--- Reading text ---
- - -

The cost to the rest of us is also high. Forgetting about the money spent on e-health so far that could have gone to research or care. There is an on-going cost to all of us for not having centralized data. Most of the tech projects that I've worked on needed a cost benefit analysis. The major  benefits are proving fast and more accurate data so decisions can be made based on data vs intuition. The goal is to make quicker and more accurate decisions on time sensitive issues.  It is hard to understand why companies that manage your money understand the importance of accurate data while heath care management does not.

It is easy to forget how immersed we have all become with technology. Need to think back to the 80's before ATMs were all connected, no cell phones, no google maps no facebook. This is what I feel like as a patient in our health care systems. Most information is passed along by phone, fax or dropped off in person. 

Please have a look at this Ted Talk, he does a great job of expressing some of the same frustration and discussing some of the advancements that should have been made already. e-patient Dave

Not to get too political but feel free to ask your local MPP about this when they come around looking for your vote. If they tell you the delays have anything to do with technology please remind them of the great work that has been launched by local companies.

Sorry for not making this clearer sooner. This rant is about the health care managers not the health care staff. I can't say enough about the quality of the doctors and nurses that I have been working with. They have my full trust and I'm comfortable putting my care in their hands.

What I want is for them to be given the tools they need to do their job better. I'm confident that with modern tools (not expensive and troublesome cutting edge tools, let's learn to walk before we run) that our heath care workers will be able to come up with innovative solutions to outstanding problems.

- - -

--- Extracted data ---

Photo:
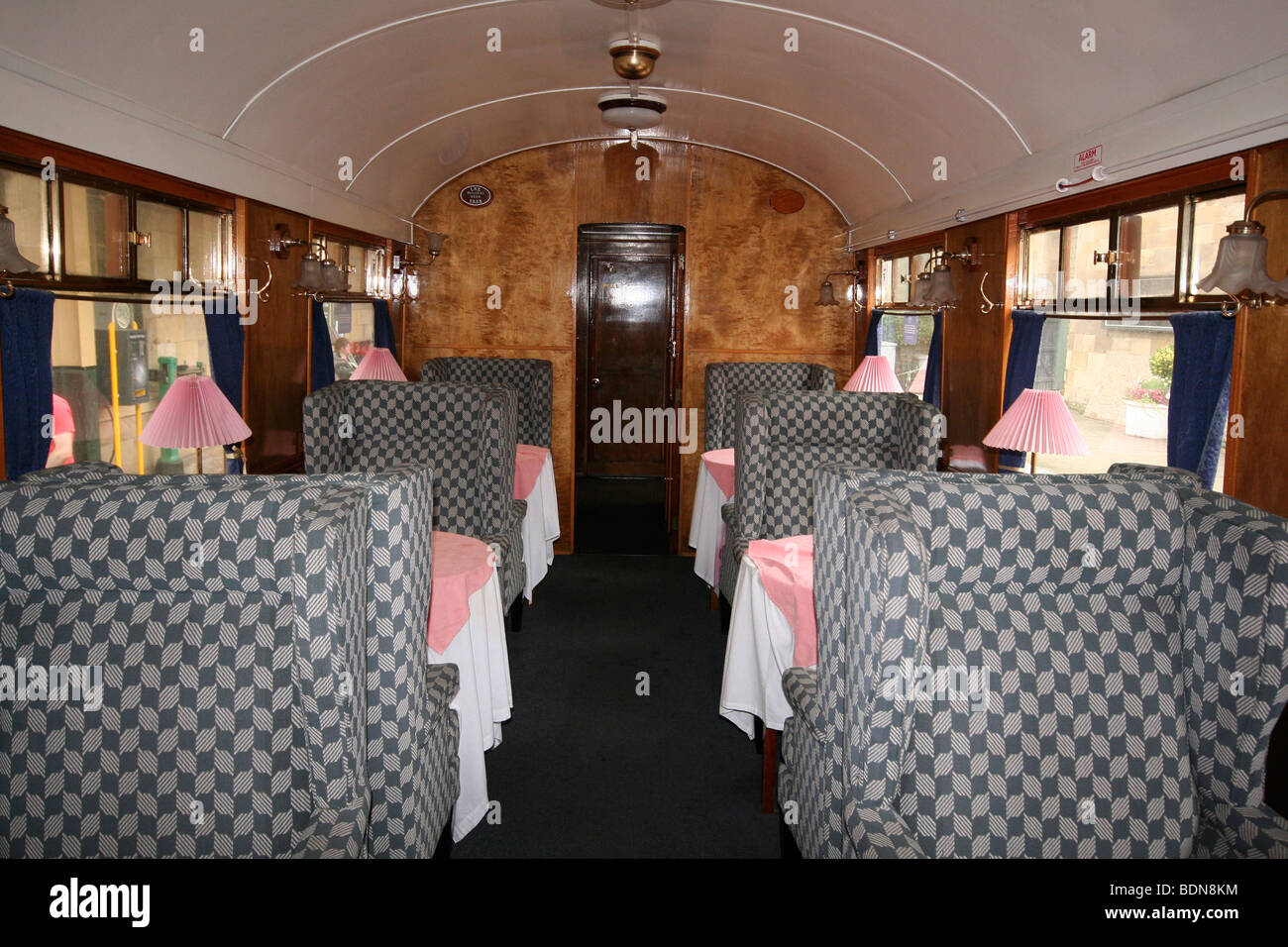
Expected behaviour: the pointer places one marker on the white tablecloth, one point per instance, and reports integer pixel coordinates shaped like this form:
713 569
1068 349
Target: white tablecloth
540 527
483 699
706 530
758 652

- - -

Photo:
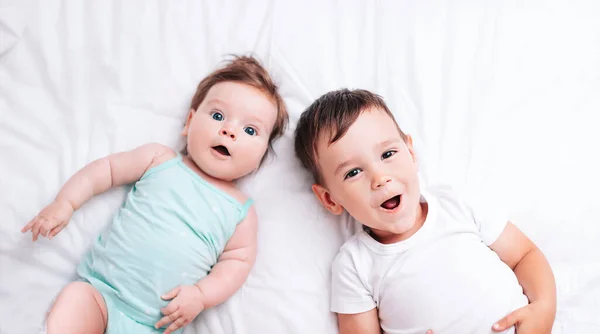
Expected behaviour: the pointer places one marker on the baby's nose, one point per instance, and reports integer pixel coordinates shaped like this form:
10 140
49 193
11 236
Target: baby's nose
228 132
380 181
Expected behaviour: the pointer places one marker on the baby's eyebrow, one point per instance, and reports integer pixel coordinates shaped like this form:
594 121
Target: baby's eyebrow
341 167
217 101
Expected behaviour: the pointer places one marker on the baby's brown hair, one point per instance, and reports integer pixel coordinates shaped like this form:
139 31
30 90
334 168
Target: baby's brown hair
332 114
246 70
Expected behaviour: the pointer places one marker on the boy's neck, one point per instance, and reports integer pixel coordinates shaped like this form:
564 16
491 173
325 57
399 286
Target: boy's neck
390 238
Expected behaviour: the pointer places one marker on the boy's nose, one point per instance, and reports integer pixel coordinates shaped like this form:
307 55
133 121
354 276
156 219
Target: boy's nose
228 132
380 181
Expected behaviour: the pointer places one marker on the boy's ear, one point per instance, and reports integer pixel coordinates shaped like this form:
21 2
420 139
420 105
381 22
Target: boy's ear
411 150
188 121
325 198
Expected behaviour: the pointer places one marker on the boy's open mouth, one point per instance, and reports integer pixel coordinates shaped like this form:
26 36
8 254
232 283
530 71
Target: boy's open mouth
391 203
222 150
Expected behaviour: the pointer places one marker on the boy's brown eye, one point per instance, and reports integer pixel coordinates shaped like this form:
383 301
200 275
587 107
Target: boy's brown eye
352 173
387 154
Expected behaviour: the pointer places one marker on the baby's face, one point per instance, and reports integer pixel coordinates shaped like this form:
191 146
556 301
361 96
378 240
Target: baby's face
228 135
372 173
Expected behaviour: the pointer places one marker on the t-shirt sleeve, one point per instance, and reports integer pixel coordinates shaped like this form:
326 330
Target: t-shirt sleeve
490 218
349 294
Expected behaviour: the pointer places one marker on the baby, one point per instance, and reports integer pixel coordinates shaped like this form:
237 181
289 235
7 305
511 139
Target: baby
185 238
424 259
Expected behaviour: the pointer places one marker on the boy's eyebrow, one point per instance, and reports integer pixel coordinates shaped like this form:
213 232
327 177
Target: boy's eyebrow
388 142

- - -

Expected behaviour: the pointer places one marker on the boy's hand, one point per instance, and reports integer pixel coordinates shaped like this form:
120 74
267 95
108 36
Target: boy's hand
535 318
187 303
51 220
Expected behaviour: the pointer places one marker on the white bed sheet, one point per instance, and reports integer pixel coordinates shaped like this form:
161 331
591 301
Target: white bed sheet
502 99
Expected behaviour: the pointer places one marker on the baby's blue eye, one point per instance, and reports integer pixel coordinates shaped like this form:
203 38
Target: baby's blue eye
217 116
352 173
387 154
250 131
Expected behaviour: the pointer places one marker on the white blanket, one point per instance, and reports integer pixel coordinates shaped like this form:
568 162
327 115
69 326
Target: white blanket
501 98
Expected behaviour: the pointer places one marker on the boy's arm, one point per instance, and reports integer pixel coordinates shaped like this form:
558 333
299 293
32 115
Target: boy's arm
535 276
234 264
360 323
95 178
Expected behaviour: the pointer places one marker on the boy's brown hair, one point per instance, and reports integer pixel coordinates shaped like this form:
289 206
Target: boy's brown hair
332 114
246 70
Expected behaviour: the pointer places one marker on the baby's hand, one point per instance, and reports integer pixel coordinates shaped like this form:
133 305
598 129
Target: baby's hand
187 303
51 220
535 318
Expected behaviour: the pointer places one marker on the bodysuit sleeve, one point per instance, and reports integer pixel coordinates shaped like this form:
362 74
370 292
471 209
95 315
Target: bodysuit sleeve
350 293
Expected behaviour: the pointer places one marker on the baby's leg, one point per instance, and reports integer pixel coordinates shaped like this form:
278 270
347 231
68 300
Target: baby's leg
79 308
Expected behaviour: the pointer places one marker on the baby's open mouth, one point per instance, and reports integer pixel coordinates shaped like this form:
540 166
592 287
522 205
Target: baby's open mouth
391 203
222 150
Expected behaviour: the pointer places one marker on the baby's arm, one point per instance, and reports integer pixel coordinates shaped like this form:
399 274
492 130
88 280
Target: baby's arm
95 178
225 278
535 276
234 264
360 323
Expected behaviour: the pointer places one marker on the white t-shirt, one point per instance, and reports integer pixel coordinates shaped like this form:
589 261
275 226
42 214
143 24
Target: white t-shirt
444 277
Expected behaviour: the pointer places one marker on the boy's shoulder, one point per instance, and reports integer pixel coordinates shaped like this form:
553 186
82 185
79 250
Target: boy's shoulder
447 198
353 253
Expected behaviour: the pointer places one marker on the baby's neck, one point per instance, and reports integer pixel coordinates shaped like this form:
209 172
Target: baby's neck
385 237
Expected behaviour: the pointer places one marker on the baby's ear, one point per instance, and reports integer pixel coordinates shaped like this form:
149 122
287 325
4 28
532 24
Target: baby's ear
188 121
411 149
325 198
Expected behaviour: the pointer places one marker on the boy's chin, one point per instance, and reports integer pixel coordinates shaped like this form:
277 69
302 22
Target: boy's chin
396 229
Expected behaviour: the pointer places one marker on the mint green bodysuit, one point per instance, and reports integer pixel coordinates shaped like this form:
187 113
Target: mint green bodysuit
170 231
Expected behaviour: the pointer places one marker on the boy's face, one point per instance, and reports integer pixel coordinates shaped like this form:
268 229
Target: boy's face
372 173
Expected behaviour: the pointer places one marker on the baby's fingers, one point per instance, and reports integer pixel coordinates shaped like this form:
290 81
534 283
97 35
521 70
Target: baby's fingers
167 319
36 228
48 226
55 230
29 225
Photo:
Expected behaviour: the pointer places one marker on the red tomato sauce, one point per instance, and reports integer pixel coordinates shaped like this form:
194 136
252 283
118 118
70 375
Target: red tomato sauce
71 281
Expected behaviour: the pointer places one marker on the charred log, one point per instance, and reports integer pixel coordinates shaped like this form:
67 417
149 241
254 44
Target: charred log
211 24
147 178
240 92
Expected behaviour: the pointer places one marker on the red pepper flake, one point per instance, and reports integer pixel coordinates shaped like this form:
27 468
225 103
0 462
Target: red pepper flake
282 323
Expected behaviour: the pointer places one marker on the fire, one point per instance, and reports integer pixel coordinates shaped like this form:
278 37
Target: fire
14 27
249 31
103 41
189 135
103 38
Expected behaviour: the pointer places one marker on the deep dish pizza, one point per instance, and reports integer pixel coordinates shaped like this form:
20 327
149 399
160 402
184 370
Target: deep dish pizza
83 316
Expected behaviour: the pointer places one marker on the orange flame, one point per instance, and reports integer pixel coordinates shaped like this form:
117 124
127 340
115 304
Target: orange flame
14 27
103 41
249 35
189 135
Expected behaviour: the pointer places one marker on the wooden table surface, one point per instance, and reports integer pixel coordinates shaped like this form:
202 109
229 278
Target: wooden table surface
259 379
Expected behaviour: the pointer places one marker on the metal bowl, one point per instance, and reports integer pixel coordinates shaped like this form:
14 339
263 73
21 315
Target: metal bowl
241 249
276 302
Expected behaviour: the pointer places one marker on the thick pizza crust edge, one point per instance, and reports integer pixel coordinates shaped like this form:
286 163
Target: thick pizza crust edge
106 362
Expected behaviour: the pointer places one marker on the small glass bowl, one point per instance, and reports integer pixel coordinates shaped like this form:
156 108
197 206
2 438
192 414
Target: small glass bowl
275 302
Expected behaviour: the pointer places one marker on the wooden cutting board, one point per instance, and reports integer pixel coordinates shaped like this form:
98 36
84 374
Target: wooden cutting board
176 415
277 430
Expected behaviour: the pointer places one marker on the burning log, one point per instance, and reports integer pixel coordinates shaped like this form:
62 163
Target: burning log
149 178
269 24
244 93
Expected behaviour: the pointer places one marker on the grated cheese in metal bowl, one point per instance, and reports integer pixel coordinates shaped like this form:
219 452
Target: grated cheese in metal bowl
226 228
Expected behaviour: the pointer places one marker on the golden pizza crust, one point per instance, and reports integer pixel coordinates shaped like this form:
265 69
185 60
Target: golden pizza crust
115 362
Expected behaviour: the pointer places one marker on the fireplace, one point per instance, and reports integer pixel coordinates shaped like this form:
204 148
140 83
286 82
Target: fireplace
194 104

- - -

--- What you have to do ---
In the text on health care data, why does the writer say being a patient feels like going back to the 80's? Answer in one to three sentences.

--- Answer section ---
Most information in the health care system is still passed along by phone, by fax, or by being dropped off in person. That is like the time before ATMs were all connected and before cell phones, Google Maps, and Facebook.